Work task
Please reproduce the film review passage below word for word, in full.

══ Source document

Toward the end of the film, in one of McKay’s gutsy breaks with narrative tradition, he has Cheney, in a scene where he’s being interviewed by Martha Radditz, turn to the camera and, talking to us the audience, defend himself for all the terrible things we the audience have, by then he’s sure, damned him for. At this point, he has a new heart that serves him just fine as a replacement for the old one that conked out. The point he makes to us is that he doesn’t give a shit what we think. From what I’ve seen of Dick Cheney lately, it feels very true to the real man. He’s an amoral survivor. And he’s convinced himself for his own advantage that, whether we appreciate it or not, he did it all for us.
The new heart becomes one of McKay’s longer, ruminating metaphors. The camera lingers long in the operating room on the abyss-like, dark cavity of Cheney’s open chest as it awaits the new heart — as the next shot holds in a close-up on the old, worn-out Cheney heart resting off to the side on a table, soon, we anticipate, to be tossed out as biological waste. The question hovers over the scene: What exactly does it mean to replace the blood pumping organ traditionally associated by poets with feeling and humanity? In Cheney’s case, it seems to mean nothing other than extended his life and power.

════
══ Study material

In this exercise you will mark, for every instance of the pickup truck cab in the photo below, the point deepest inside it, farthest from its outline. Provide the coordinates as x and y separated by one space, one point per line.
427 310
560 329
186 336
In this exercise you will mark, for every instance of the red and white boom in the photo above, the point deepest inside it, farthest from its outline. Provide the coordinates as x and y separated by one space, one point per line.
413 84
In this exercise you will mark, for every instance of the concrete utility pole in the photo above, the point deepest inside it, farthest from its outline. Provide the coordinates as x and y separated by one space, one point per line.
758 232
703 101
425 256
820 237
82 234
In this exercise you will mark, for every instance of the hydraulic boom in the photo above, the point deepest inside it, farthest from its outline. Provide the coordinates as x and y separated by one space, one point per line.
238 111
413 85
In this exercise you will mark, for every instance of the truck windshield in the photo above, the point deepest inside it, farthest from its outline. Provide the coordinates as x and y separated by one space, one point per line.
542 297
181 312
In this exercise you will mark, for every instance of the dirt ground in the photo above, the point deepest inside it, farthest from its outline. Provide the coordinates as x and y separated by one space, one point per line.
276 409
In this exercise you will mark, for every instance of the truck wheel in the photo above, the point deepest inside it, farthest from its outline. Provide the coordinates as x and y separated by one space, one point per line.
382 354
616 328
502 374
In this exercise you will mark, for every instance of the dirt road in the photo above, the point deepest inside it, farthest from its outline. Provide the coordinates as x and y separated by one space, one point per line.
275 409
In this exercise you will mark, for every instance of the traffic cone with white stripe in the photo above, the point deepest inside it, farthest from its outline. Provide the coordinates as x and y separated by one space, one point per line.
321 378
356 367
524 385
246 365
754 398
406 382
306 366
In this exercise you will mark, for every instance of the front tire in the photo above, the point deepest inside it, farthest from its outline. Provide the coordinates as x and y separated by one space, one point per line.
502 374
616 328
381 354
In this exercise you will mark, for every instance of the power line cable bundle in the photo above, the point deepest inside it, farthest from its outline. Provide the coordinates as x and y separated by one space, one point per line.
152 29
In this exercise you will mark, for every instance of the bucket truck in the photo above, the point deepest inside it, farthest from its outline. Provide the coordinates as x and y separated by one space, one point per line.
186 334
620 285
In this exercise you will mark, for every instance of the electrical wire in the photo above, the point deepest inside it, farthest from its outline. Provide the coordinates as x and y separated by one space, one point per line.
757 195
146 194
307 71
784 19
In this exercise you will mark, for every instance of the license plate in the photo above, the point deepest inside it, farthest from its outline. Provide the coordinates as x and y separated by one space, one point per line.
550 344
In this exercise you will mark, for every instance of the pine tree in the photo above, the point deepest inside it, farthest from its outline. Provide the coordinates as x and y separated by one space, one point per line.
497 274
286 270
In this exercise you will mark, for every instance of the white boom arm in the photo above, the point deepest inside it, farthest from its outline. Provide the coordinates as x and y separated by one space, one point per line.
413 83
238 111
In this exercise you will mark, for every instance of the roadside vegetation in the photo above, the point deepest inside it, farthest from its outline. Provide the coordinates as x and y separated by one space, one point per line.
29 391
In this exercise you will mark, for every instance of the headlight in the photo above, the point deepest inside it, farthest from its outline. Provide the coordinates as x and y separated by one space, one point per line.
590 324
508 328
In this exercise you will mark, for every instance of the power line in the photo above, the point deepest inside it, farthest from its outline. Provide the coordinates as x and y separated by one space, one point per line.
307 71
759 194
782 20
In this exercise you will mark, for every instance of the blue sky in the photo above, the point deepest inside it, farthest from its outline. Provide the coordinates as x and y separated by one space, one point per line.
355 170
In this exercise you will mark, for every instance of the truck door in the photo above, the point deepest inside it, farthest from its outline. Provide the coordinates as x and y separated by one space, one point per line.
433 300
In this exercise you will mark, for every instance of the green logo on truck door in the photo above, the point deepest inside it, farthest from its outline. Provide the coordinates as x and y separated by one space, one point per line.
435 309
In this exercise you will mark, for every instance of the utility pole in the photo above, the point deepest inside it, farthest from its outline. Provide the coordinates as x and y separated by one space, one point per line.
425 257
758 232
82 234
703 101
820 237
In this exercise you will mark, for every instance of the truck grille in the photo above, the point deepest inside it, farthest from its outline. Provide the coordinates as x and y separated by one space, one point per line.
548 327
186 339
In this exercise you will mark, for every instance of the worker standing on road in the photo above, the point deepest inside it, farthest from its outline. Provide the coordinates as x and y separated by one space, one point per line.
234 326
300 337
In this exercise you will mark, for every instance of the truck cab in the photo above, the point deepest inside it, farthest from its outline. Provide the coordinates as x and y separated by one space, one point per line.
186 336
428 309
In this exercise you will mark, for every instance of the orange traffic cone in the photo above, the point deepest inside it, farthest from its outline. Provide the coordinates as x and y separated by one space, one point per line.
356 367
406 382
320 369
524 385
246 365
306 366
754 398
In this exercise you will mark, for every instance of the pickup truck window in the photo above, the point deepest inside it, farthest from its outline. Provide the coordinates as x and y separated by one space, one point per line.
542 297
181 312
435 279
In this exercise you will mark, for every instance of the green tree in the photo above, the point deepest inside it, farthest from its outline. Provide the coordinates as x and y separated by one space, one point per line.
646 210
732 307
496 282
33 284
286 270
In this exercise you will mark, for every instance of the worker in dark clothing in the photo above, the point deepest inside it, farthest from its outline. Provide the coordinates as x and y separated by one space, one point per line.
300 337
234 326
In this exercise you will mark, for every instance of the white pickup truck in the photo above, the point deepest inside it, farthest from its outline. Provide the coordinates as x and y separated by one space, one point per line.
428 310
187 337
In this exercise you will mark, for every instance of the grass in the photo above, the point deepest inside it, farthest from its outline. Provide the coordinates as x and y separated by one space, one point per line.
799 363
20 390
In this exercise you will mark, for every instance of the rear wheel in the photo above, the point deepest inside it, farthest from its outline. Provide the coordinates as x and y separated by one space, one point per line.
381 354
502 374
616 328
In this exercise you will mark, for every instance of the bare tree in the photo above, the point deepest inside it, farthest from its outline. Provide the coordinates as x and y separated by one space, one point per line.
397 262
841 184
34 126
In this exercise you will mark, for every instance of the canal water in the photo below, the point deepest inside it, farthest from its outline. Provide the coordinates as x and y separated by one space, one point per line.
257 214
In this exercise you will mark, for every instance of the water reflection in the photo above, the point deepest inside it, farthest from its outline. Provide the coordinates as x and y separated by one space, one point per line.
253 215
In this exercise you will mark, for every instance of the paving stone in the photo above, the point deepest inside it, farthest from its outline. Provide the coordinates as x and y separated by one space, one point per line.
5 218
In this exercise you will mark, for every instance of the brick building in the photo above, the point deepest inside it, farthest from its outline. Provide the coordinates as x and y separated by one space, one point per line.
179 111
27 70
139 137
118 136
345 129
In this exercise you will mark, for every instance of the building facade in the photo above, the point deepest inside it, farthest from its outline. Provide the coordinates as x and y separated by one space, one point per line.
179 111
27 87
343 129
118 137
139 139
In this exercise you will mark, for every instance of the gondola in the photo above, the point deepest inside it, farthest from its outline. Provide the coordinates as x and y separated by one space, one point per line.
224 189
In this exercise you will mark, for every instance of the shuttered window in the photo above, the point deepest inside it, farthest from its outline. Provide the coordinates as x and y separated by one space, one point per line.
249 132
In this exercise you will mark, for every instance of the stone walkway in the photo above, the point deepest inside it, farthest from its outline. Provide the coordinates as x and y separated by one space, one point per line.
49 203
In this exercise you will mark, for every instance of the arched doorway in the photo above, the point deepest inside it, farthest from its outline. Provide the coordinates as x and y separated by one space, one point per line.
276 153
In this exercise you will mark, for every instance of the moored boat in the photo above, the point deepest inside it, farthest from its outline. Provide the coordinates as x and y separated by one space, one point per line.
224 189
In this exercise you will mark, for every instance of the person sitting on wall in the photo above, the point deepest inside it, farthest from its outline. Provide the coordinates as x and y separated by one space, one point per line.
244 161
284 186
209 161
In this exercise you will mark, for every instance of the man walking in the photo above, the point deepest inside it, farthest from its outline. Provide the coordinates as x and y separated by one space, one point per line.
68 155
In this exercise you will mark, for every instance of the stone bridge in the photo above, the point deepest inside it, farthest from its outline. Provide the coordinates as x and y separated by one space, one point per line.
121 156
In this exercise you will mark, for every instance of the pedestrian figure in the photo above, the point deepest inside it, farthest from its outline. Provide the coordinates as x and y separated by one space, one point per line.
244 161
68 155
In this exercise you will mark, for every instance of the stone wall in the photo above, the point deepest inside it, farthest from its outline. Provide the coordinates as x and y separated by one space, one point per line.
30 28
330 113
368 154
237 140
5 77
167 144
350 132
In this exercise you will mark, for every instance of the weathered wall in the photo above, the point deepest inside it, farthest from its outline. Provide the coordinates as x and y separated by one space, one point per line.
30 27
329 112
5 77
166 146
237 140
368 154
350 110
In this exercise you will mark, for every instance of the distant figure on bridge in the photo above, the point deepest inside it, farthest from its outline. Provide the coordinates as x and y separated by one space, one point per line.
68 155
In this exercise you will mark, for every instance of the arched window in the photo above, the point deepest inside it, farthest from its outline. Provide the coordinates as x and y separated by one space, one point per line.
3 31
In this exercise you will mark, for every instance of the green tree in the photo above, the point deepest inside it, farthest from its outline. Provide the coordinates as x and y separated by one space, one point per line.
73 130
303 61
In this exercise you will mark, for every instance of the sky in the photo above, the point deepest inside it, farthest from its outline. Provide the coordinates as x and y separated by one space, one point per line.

════

Solution for this problem
Toward the end of the film, in one of McKay’s gutsy breaks with narrative tradition, he has Cheney, in a scene where he’s being interviewed by Martha Radditz, turn to the camera and, talking to us the audience, defend himself for all the terrible things we the audience have, by then he’s sure, damned him for. At this point, he has a new heart that serves him just fine as a replacement for the old one that conked out. The point he makes to us is that he doesn’t give a shit what we think. From what I’ve seen of Dick Cheney lately, it feels very true to the real man. He’s an amoral survivor. And he’s convinced himself for his own advantage that, whether we appreciate it or not, he did it all for us.
The new heart becomes one of McKay’s longer, ruminating metaphors. The camera lingers long in the operating room on the abyss-like, dark cavity of Cheney’s open chest as it awaits the new heart — as the next shot holds in a close-up on the old, worn-out Cheney heart resting off to the side on a table, soon, we anticipate, to be tossed out as biological waste. The question hovers over the scene: What exactly does it mean to replace the blood pumping organ traditionally associated by poets with feeling and humanity? In Cheney’s case, it seems to mean nothing other than extended his life and power.